_Exercise requirements:_ Filter the entries for the word "target". Copy each line that has it.

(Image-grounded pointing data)
____________

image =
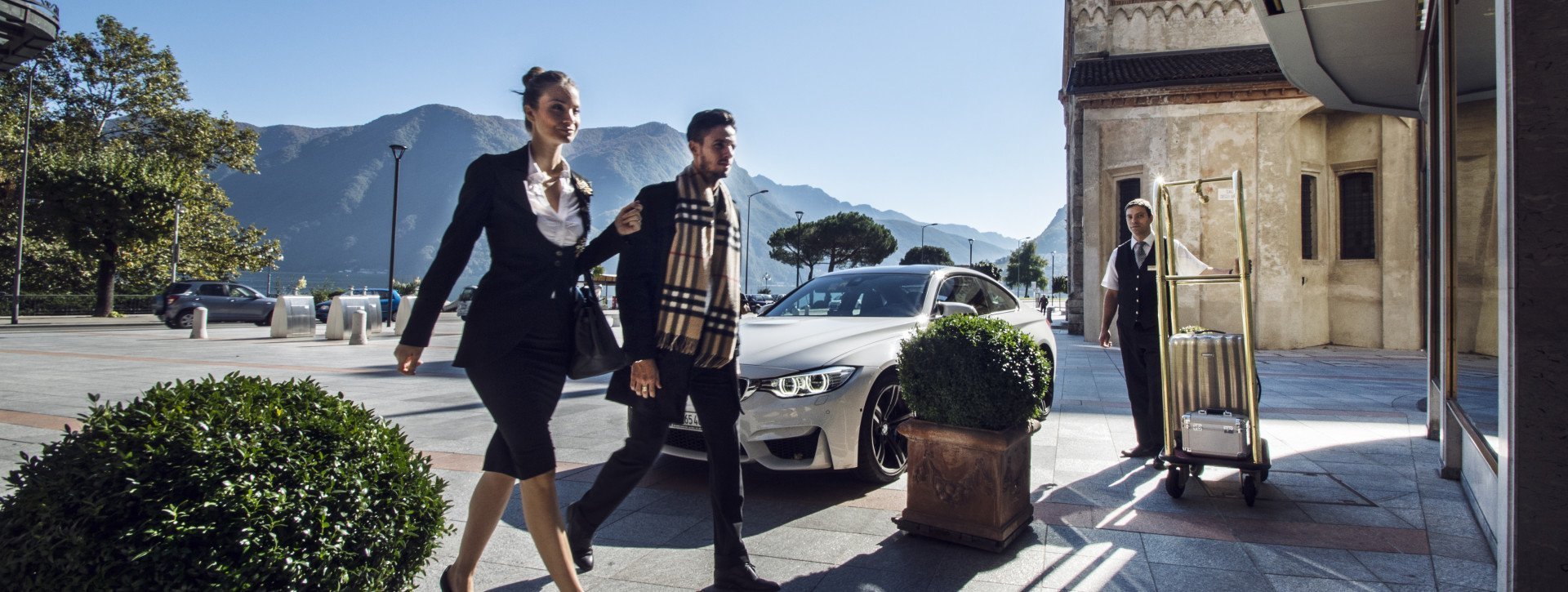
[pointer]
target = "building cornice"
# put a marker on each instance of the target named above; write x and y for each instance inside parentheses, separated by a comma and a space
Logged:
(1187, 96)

____________

_Answer to this exercise:_
target = "building cornice"
# put a marker on each instance of the target named above; write x and y for each instance inside parentheses, separated by a comma and a space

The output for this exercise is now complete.